This thesis is an extensive study of the computational complexity of several questions on convex polytopes or more general convex bodies, arising from Brunn-Minkowski theory. Main topics are volumes of Minkowski sums, the computation of mixed volumes, and Minkowski’s existence (or reconstruction) problem. The binary Turing machine model of computation is employed (thus rational inputs and outputs are required), and polytopes occur either as $${\mathcal V}$$-presentations (convex hulls of vertices) or $${\mathcal H}$$-presentations (intersections of halfspaces). For general convex bodies, different oracle concepts are used. Since it is known that computing the volume of a polytope given by an $${\mathcal H}$$- or by a $${\mathcal V}$$-presentation is $$\# \mathbb{P}$$-hard, one expects similar results for mixed volumes. The following are examples of the results obtained. Computing the volume of a zonotope generated by rational vectors is $$\# \mathbb{P}$$-hard. Approximately computing the volume of the Minkowski sum of ellipsoids is $$\# \mathbb{P}$$-hard. Computing the mixed volume of $$n$$ (axes-parallel) boxes of dimension $$n$$ with rational edge length is $$\# \mathbb{P}$$-hard. There are also corresponding easiness results for mixed volume computation. A further problem treated is how efficiently mixed volumes can be approximated in fixed dimension by means of deterministic algorithms. For variable dimension, under suitable restrictions, polynomial-time randomized algorithms for the relative approximation of (“few”) mixed volumes of well-presented convex bodies with given error are described.

> [Data entries]:
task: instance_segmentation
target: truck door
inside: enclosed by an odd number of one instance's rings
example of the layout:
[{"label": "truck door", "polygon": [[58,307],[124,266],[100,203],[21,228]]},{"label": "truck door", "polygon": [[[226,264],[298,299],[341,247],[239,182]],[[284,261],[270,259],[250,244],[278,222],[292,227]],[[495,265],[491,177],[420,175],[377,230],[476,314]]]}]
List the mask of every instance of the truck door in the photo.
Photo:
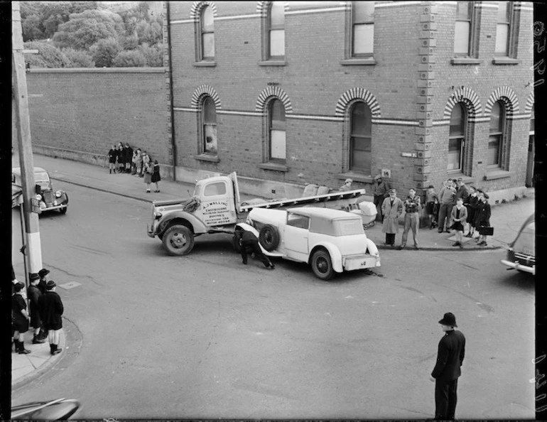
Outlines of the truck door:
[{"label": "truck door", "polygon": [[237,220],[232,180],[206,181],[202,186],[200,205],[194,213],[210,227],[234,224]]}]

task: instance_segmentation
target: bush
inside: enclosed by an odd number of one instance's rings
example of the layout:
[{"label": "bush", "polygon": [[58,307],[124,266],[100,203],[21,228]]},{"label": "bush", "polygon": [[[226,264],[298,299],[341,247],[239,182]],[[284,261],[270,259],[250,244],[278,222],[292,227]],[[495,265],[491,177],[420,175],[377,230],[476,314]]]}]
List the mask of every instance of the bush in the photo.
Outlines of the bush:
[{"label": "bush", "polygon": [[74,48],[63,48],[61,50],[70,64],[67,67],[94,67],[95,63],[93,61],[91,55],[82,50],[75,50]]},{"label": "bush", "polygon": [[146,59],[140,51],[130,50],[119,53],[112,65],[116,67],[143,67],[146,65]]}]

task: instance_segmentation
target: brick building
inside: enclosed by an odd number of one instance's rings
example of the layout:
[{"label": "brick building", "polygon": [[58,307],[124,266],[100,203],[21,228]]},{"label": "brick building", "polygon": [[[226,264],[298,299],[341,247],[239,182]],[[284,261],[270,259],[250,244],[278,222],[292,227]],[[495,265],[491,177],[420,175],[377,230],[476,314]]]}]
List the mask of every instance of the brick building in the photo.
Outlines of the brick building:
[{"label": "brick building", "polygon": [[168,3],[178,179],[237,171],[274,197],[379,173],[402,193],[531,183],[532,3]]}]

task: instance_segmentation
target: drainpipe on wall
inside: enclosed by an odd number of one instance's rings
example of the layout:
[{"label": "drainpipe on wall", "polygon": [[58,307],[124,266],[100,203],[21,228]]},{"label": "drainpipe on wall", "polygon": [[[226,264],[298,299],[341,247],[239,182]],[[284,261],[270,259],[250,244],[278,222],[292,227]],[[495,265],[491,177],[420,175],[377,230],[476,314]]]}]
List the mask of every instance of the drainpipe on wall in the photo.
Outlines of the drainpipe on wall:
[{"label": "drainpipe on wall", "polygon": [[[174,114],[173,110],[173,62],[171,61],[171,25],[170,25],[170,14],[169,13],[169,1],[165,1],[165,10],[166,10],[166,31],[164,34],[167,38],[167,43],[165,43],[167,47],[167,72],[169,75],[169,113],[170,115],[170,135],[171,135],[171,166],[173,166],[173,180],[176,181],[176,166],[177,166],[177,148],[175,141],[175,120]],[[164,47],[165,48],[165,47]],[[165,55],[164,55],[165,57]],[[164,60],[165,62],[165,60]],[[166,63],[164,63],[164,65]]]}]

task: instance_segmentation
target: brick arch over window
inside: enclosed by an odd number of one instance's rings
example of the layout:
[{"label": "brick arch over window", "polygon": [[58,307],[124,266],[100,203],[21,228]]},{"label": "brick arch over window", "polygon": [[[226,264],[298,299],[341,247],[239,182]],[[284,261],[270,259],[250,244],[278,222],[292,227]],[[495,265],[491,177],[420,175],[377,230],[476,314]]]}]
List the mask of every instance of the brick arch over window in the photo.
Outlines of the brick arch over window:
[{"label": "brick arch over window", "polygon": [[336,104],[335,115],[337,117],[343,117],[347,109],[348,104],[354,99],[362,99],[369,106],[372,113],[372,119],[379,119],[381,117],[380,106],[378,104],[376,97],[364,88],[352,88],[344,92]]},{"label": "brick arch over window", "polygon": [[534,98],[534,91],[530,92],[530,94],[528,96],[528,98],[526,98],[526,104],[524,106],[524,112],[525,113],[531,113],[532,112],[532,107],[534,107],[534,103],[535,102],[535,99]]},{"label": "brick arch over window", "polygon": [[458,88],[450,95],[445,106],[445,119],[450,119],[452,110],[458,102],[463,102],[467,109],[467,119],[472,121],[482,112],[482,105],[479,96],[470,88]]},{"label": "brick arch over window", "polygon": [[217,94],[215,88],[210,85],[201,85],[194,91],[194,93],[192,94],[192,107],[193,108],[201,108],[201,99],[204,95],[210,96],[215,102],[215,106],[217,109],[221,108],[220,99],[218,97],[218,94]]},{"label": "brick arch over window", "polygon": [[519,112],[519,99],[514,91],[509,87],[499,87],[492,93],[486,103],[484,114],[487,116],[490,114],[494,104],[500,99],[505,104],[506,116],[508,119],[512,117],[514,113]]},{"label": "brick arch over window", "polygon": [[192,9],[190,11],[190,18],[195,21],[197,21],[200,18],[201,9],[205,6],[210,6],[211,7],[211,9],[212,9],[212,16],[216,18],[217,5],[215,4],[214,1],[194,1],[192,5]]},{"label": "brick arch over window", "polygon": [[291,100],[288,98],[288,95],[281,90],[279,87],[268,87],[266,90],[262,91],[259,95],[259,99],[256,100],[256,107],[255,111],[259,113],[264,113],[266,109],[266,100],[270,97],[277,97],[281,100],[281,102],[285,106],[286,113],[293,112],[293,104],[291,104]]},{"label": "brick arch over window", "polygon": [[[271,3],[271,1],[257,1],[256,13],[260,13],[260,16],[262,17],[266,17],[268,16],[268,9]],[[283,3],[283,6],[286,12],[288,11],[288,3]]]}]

> [Exercises]:
• A. What model of computation does the thesis abstract say it uses?
• B. Count the lines of the records that contain the string "truck". Give only the number.
The thesis abstract and the records were taken from unrelated sources.

> [Answers]:
• A. The binary Turing machine model.

• B. 5